▶ **EXERCISE DETAILS**: Report each line from the records where the string "wall" turns up.

▶ **ENTRIES SHOWN**:
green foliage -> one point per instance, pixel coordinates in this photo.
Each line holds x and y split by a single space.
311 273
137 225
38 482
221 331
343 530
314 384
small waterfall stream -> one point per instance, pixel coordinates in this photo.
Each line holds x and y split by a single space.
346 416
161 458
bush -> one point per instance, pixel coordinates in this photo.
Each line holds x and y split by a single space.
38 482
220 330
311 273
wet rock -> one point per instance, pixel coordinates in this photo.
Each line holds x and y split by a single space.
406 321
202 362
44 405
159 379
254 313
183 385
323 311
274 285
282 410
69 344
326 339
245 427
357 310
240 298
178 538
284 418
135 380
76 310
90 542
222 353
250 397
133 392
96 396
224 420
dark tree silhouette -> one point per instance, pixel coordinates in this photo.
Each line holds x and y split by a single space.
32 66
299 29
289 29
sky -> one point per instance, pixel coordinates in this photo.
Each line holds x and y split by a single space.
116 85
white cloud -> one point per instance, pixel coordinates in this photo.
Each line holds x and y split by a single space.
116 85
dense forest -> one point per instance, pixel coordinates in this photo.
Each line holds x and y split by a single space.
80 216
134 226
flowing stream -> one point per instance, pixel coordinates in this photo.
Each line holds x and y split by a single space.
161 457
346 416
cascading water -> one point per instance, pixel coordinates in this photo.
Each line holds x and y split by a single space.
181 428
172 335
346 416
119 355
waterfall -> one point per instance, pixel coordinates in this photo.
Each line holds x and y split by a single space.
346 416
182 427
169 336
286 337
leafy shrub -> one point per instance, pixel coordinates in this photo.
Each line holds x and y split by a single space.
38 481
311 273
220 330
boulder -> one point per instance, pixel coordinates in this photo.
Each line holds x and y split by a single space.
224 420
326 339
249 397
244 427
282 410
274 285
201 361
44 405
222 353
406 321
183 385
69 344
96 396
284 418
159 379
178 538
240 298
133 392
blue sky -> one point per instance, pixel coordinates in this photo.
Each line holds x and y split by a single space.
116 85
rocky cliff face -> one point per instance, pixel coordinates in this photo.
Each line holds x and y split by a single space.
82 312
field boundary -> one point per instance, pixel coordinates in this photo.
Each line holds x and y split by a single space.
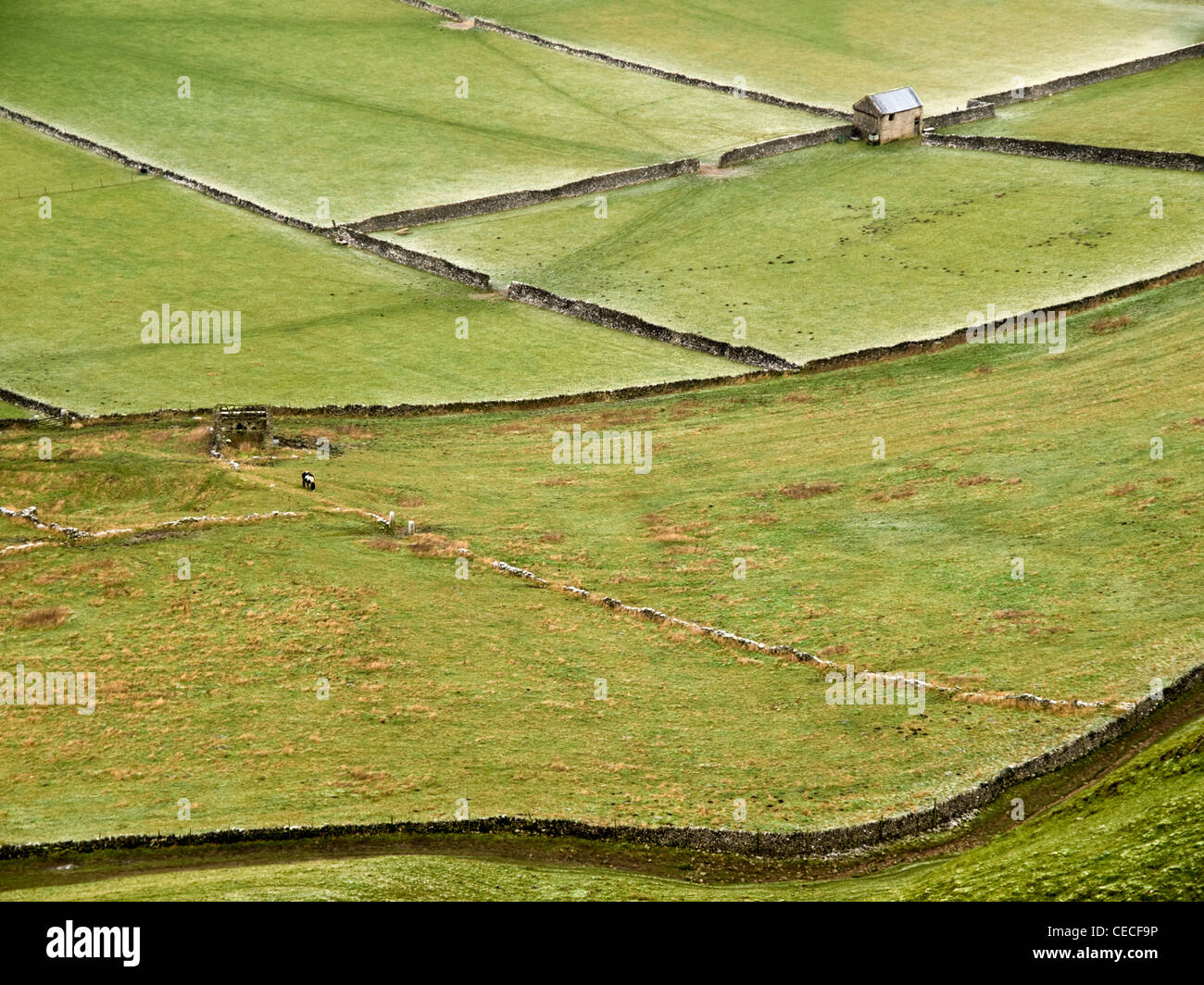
767 148
823 364
622 63
338 233
759 843
509 200
422 409
1020 700
1085 153
612 318
1067 82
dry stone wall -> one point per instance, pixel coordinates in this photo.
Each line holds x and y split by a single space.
1074 152
1042 89
338 233
509 200
782 144
794 844
610 318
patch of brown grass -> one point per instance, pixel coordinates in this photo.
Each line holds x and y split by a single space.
901 492
805 491
46 617
1106 325
434 545
662 529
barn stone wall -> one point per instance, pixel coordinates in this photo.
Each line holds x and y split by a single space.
782 144
1074 152
974 111
621 320
1042 89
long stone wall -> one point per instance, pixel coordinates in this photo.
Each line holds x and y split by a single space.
1074 152
509 200
31 404
622 63
974 111
794 844
1042 89
338 233
782 144
621 320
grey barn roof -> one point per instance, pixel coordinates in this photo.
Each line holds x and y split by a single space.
896 100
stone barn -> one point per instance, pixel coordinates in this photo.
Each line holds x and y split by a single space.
241 427
890 116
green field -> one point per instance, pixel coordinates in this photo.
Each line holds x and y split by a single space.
493 699
992 453
1007 520
290 103
793 244
1112 842
1151 111
320 324
832 52
440 689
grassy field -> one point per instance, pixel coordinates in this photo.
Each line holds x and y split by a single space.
493 701
320 324
289 103
793 244
1135 836
991 453
1151 111
832 52
206 689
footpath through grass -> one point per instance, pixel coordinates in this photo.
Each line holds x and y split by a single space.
372 106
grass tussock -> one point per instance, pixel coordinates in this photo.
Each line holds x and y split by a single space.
1106 325
807 491
434 545
901 492
48 617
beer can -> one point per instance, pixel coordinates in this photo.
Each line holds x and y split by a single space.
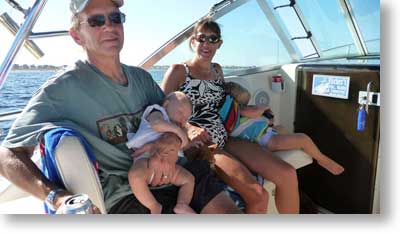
77 204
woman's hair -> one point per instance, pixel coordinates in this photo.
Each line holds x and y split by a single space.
206 24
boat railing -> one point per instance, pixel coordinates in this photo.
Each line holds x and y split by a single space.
23 34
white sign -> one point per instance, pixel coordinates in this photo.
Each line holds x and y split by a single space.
331 86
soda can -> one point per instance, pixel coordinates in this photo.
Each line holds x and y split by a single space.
77 204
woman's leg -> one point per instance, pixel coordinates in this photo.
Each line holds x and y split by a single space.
271 168
304 142
237 176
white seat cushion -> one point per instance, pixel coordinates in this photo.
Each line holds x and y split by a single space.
77 172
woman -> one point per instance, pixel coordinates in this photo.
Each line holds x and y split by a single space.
203 82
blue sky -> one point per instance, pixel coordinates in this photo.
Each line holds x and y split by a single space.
241 31
142 33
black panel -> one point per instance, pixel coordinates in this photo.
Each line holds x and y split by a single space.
331 123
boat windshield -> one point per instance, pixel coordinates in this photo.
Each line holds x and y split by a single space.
275 32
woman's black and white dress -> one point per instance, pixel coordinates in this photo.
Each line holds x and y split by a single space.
206 97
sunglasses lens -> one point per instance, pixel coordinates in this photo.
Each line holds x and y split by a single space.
117 17
213 39
100 20
96 20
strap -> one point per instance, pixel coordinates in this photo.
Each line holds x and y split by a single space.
187 70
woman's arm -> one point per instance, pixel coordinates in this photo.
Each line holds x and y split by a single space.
253 111
173 78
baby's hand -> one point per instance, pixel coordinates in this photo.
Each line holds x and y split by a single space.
156 208
183 209
183 136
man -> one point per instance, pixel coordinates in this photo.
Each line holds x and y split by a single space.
91 97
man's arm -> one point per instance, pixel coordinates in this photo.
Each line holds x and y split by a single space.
18 168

▶ **RESULT OF THIS TASK**:
dry stone wall -> one point per instance, pixel coordinates in this photo.
barn stone wall -> one point per instance, pixel coordinates in this photo.
long stone wall -> one point per instance, pixel coordinates in this photo.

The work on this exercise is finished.